[Items for bounding box labeling]
>>

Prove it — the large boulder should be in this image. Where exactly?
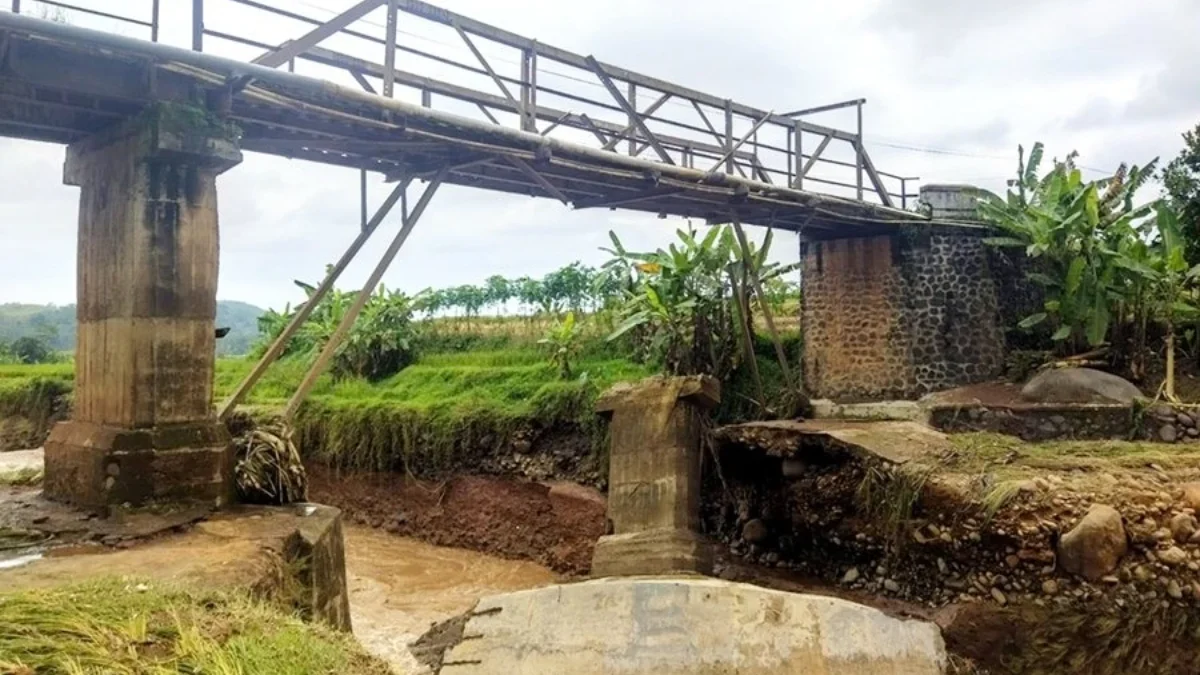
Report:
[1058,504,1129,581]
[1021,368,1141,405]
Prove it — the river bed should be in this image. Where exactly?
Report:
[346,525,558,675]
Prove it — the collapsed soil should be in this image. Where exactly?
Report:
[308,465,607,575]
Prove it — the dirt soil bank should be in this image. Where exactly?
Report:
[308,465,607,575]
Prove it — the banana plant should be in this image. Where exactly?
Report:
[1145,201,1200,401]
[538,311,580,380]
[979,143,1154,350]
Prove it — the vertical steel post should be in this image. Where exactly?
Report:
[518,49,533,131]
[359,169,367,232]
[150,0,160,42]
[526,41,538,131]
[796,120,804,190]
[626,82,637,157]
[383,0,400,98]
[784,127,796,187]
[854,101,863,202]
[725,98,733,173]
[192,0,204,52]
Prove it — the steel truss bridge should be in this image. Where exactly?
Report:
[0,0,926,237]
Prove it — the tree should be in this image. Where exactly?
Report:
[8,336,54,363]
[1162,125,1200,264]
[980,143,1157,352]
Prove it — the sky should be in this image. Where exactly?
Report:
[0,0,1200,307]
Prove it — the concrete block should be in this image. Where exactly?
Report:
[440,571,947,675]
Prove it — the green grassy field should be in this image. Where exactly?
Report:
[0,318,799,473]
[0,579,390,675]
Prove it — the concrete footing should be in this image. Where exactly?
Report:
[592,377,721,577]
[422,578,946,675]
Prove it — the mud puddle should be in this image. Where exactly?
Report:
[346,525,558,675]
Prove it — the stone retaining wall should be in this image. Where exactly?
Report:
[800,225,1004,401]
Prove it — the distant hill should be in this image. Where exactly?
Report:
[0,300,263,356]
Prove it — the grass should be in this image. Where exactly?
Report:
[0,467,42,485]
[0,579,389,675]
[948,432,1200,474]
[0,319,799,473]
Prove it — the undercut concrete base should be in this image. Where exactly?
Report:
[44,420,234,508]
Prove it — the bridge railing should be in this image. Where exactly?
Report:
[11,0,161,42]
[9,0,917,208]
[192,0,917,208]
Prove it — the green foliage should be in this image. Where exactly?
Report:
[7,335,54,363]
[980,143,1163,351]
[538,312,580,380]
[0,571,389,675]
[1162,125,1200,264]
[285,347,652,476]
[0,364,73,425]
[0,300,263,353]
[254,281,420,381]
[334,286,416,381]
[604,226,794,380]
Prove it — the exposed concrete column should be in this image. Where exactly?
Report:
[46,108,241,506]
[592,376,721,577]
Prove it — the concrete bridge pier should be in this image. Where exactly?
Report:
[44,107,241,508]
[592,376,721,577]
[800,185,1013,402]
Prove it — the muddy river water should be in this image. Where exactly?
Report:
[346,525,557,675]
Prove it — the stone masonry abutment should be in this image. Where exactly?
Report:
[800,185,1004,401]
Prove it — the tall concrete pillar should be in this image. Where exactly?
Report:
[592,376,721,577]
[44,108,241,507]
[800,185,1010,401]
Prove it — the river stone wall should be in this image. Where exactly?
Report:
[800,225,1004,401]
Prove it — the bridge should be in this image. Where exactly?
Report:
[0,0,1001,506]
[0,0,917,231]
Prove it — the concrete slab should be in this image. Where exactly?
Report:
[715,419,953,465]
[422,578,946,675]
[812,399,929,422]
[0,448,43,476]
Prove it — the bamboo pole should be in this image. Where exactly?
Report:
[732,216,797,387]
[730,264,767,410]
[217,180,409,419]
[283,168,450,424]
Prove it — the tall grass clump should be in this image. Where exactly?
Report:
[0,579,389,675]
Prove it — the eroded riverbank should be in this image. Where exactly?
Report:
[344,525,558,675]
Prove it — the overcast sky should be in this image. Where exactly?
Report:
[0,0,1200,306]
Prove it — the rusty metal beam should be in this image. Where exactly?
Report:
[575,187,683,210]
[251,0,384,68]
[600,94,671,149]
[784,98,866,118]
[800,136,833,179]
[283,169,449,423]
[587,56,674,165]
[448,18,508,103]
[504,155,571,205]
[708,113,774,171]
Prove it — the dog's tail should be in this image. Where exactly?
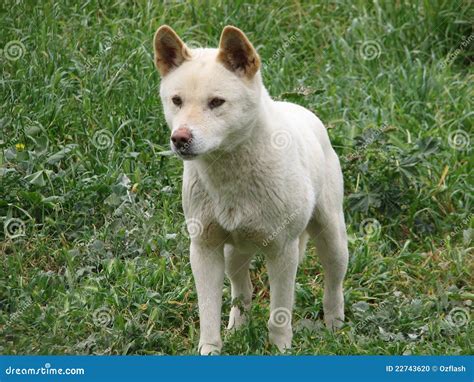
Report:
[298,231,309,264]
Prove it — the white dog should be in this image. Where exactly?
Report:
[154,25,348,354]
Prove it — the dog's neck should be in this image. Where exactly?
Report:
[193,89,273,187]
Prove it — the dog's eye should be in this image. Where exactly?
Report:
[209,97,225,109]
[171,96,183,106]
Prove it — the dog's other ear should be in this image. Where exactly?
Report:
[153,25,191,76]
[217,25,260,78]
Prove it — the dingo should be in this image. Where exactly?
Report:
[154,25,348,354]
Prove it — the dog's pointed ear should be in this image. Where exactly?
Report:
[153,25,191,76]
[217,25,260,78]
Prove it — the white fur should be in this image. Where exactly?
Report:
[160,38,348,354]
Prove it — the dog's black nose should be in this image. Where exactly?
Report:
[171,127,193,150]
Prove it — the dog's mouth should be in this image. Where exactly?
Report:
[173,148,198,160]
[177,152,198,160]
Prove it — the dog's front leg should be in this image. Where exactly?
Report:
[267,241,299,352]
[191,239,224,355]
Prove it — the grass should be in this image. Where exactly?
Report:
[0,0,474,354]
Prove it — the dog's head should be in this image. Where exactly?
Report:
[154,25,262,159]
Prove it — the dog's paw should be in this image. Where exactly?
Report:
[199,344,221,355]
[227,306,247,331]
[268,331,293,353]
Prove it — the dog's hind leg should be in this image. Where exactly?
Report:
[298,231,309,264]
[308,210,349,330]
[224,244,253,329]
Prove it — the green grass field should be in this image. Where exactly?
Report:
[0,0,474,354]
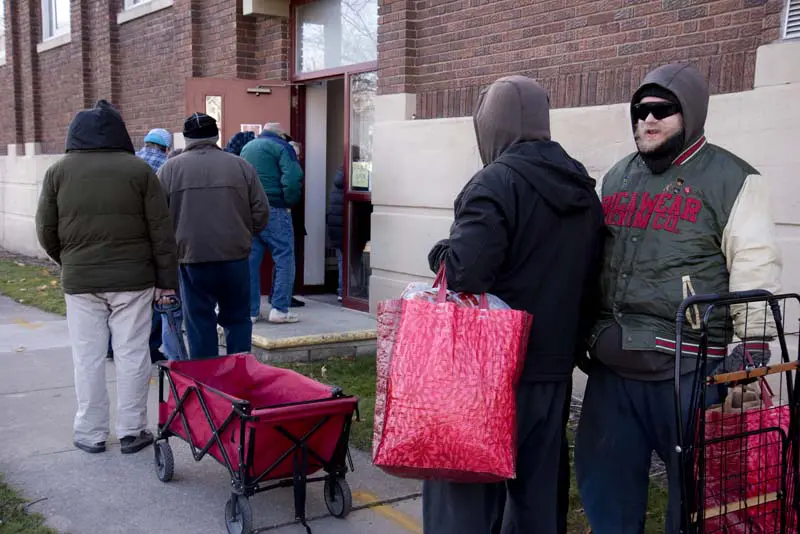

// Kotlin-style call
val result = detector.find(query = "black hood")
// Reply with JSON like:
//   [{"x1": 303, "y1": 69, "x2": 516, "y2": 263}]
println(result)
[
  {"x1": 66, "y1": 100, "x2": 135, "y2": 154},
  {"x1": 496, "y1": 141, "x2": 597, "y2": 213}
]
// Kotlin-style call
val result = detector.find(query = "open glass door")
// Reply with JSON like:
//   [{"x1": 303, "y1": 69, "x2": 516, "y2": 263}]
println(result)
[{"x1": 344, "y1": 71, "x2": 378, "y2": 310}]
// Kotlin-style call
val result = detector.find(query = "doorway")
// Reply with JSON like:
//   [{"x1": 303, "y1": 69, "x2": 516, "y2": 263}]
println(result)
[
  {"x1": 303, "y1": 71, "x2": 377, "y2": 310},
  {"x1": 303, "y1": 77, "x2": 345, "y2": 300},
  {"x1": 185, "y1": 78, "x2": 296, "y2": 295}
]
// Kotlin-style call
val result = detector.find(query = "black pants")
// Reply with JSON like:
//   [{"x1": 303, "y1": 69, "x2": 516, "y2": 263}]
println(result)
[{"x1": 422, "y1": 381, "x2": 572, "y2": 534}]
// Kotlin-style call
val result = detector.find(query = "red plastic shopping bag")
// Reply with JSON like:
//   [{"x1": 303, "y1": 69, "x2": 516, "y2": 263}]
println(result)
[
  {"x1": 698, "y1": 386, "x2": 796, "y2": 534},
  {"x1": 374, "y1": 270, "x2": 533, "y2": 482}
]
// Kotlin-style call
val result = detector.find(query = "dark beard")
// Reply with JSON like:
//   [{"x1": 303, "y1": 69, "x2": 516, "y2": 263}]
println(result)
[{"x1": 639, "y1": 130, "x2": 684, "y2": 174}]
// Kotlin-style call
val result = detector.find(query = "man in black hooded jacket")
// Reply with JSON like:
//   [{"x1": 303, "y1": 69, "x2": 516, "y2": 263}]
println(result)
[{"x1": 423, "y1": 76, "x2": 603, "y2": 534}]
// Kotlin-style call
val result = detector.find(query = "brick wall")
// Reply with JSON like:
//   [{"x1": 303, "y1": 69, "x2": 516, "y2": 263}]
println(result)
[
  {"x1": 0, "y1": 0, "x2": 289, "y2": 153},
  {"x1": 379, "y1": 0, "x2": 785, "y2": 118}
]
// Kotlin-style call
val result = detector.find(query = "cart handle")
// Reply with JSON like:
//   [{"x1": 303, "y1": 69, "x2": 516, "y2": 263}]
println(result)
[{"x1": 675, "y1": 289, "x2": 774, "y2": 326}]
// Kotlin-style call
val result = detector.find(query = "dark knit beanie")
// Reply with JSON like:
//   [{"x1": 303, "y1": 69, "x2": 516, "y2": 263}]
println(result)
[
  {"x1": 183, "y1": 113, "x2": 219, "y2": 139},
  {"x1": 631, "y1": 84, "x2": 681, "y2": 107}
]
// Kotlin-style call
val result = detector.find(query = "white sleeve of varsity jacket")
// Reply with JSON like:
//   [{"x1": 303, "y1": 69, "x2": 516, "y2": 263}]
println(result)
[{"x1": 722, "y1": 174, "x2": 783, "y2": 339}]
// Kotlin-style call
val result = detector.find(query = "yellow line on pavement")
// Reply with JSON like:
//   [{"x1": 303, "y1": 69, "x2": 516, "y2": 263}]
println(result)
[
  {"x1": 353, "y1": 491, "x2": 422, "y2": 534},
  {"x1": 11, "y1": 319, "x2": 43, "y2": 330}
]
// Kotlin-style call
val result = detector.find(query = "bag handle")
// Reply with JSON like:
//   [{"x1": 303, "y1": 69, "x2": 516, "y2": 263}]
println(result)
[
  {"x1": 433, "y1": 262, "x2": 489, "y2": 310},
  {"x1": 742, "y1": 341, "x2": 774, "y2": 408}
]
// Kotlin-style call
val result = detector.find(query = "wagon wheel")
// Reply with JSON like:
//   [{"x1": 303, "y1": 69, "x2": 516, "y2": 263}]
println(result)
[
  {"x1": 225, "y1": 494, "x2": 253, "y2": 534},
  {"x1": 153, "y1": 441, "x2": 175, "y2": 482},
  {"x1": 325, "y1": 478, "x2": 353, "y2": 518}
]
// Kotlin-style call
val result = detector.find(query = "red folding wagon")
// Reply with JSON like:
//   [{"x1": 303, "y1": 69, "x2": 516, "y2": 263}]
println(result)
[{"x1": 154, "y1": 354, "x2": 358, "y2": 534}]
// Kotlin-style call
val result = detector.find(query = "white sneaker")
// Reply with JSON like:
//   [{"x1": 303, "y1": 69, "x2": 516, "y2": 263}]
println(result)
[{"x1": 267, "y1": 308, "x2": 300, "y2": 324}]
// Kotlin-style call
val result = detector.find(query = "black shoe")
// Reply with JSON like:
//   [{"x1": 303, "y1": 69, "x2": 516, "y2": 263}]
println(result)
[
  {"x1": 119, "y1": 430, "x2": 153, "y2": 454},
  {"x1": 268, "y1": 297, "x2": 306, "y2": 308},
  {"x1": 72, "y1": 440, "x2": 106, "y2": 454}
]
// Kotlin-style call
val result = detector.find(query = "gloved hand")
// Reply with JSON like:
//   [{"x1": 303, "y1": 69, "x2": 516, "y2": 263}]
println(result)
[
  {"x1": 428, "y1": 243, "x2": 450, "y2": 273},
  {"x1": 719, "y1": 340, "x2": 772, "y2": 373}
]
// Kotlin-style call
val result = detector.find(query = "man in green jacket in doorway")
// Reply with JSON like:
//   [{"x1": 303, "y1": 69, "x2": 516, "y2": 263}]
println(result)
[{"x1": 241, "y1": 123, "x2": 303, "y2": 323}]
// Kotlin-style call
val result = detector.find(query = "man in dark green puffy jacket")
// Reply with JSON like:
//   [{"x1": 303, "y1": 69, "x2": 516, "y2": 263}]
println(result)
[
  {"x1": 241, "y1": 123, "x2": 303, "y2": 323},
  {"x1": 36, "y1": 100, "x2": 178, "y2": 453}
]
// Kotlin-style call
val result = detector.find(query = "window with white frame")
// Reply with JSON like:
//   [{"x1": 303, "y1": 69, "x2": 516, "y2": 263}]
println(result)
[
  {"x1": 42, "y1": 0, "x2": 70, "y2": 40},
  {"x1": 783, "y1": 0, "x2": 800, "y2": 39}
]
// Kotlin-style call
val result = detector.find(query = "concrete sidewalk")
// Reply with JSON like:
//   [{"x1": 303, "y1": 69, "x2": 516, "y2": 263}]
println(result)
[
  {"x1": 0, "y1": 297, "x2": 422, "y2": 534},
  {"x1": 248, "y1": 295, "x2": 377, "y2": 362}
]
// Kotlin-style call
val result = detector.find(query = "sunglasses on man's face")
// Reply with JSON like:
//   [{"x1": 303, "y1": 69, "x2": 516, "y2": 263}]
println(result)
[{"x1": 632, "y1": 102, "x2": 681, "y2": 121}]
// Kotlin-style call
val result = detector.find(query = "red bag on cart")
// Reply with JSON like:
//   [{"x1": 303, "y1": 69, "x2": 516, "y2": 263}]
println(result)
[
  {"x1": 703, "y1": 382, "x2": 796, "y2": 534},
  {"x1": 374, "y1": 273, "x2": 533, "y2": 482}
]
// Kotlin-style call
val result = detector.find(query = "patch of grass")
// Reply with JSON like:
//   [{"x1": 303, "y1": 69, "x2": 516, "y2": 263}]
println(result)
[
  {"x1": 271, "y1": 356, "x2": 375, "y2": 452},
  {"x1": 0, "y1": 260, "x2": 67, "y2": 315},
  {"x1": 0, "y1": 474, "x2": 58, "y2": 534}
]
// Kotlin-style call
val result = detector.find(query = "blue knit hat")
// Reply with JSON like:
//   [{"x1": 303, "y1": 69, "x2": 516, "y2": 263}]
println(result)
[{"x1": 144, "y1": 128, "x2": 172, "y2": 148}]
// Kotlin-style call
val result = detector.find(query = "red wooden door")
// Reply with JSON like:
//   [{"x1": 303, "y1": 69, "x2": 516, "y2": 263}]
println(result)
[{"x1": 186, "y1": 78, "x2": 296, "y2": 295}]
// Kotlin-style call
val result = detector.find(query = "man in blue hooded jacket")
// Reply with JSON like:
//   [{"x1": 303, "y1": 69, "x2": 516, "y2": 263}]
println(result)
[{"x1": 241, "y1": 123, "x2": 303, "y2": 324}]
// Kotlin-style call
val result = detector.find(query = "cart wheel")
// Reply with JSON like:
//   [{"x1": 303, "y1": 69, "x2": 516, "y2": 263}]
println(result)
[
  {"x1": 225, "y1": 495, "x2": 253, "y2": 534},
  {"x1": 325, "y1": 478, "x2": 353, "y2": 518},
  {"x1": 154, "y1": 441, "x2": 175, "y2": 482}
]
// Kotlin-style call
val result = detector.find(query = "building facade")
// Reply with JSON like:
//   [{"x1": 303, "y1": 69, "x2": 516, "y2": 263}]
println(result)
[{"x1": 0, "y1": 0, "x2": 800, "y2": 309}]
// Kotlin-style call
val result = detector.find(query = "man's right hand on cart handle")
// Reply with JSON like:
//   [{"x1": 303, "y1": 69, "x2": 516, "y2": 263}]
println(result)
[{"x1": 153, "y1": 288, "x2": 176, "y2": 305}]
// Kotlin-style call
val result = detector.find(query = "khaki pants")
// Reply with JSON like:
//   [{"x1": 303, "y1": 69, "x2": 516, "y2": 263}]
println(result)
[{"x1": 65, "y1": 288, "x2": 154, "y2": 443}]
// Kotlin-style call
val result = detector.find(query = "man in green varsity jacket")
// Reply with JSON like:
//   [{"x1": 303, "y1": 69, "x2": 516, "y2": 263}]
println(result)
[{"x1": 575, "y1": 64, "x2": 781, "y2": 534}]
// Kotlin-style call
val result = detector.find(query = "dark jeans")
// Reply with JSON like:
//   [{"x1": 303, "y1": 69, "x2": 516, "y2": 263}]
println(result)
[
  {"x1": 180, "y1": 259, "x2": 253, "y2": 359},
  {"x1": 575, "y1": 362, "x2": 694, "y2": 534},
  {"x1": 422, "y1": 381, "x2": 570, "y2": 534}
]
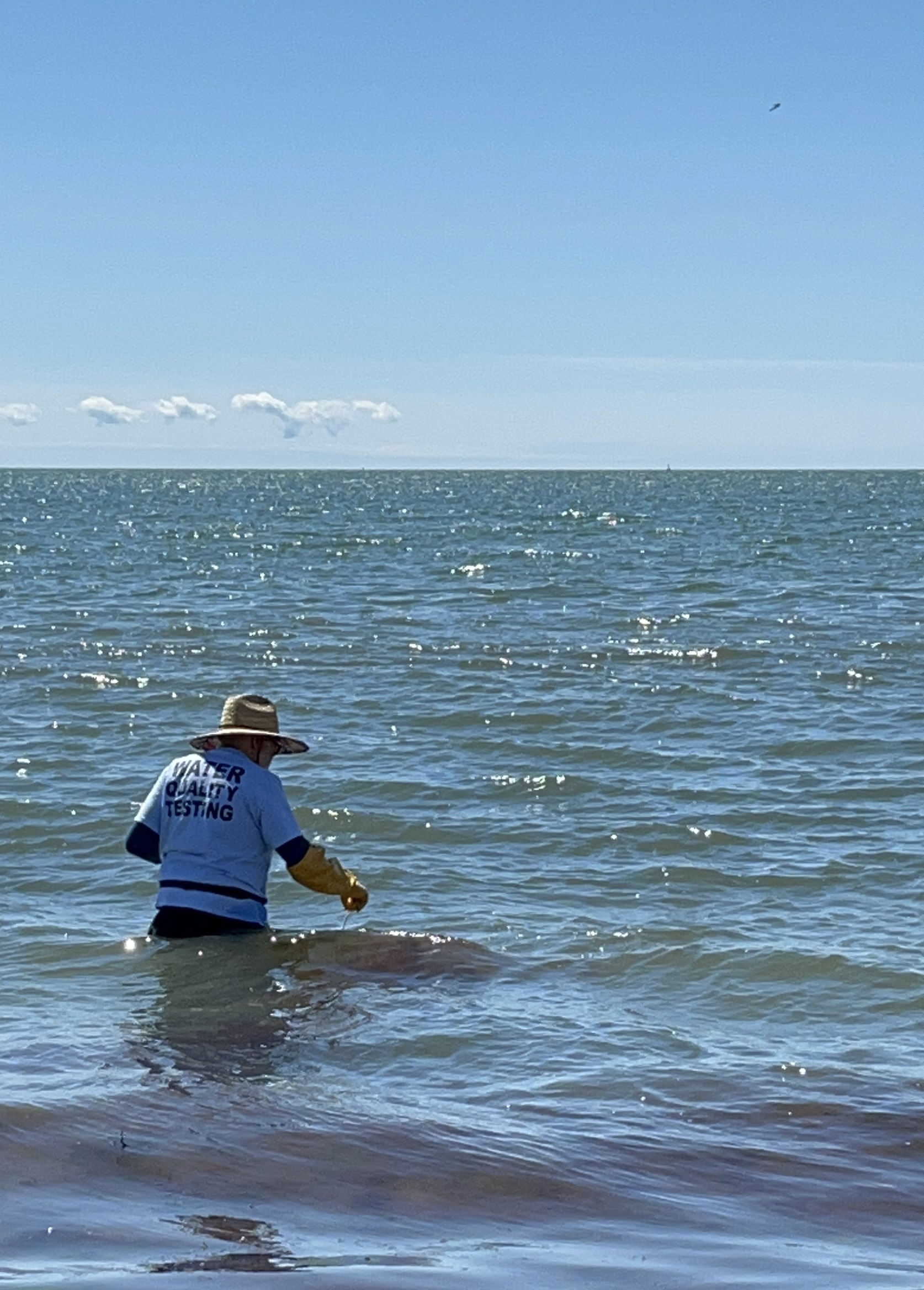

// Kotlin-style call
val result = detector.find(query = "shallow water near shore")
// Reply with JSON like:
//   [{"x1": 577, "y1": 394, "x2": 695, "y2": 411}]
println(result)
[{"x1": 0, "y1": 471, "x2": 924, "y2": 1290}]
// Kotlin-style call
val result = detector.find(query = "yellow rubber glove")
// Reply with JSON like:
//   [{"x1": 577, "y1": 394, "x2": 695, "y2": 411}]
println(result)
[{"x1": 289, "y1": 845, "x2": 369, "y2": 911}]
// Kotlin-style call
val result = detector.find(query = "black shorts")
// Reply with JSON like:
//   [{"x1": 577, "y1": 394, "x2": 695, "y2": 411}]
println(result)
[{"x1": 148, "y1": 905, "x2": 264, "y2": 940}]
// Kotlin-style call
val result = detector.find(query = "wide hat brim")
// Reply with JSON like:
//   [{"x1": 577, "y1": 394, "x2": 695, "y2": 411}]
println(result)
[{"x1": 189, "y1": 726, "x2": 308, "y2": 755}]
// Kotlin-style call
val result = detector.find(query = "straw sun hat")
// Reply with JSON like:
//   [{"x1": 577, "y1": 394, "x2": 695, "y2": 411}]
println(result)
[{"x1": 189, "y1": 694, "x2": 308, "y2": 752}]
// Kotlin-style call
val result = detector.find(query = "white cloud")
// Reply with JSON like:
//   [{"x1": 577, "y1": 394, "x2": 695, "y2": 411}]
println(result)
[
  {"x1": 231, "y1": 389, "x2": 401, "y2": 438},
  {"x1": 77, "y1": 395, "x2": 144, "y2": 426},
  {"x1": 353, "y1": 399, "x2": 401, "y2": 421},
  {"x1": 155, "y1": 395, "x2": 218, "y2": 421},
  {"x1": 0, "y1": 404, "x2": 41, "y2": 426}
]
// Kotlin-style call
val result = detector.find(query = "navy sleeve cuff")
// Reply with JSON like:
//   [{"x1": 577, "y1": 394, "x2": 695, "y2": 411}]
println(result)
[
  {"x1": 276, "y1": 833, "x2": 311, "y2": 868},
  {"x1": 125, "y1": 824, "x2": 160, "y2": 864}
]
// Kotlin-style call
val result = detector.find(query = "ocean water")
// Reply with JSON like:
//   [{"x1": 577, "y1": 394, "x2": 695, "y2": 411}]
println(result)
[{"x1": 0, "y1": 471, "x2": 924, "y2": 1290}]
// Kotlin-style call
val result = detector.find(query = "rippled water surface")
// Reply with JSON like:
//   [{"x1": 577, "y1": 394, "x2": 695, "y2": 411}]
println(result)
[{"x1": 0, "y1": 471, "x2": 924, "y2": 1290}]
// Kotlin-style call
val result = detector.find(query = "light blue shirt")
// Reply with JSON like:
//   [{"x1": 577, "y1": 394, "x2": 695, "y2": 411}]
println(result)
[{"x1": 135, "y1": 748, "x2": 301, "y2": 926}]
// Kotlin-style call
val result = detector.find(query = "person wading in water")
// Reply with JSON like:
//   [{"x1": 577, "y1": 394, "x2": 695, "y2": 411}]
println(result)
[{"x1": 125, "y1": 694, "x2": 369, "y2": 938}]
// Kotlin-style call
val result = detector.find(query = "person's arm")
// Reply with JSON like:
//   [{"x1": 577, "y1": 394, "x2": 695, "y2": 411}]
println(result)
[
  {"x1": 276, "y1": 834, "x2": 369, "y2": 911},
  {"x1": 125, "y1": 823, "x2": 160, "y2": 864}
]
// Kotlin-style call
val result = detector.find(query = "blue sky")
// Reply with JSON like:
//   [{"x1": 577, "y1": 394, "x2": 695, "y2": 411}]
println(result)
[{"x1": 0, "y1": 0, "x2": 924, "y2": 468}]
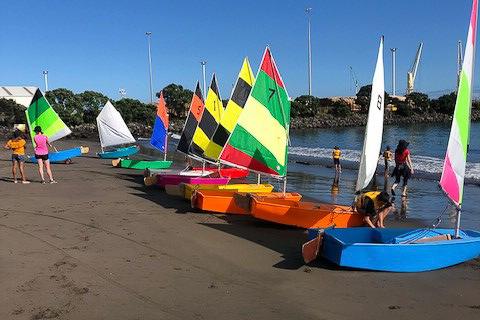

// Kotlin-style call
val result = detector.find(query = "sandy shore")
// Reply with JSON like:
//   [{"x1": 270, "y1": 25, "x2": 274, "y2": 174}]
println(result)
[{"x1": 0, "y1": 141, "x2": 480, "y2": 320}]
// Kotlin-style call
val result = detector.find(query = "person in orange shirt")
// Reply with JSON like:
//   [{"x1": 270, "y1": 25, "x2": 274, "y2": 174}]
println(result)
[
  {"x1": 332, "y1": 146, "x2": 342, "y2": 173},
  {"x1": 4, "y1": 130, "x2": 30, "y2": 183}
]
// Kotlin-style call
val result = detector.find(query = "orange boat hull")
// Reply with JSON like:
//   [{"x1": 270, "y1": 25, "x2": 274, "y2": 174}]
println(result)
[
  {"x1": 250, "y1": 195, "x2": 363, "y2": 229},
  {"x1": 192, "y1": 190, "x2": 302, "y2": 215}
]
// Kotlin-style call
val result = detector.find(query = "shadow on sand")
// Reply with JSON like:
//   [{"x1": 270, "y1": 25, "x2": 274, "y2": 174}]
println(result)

<<

#### [DO THIS]
Repeat verbatim the lines above, from the line containing "Prove it — the stone retaining" up to and including the line containing "[0,448,43,476]".

#### [RESPONSE FOR THIS EXERCISE]
Prove it — the stone retaining wall should be in this image. Where exactly?
Report:
[800,225,1004,401]
Prove it — the distant hill should be in this image. Where exactly?
Report:
[0,300,263,356]
Prove it — the grass should be in this image. Where exactly?
Report:
[0,467,42,485]
[0,579,389,675]
[948,432,1200,474]
[0,319,799,473]
Prove it — the undercut concrete base should be in this image. Where exactly?
Report:
[44,420,234,508]
Prove it — the bridge railing should be in this image. Where exactly?
Report:
[11,0,161,42]
[9,0,917,208]
[192,0,917,208]
Prove it — the green foliage should be in this image. Where exactly?
Report:
[7,335,54,363]
[980,143,1163,351]
[538,312,580,380]
[0,571,389,675]
[1162,125,1200,264]
[285,347,652,476]
[0,364,73,425]
[0,300,263,353]
[254,281,420,381]
[334,286,416,381]
[604,226,794,380]
Prove it — the exposed concrete column should be in this image. Where exactly?
Report:
[46,108,241,506]
[592,376,721,577]
Prove it — the concrete bridge pier should be in this image. Where exactly?
Report:
[44,107,241,508]
[592,376,721,577]
[800,185,1013,402]
Prove it — the muddy river water should be in this image. Where exactly?
Report:
[346,525,557,675]
Prove it — the stone masonry abutment should be in this image. Where exactly?
Report:
[800,185,1004,401]
Prove it — the tall concrete pillar should be in this image. Where exactly?
Report:
[592,376,721,577]
[44,108,241,507]
[800,185,1010,401]
Prove it — the river stone wall should be in this image. Where exactly?
Report:
[800,225,1004,401]
Prove it — the bridge should be in this image. Where exactly?
Report:
[0,0,1001,506]
[0,0,917,231]
Prove it — the concrete slab should be in this image. Where exactly?
Report:
[715,419,953,465]
[422,578,946,675]
[812,399,929,422]
[0,448,43,476]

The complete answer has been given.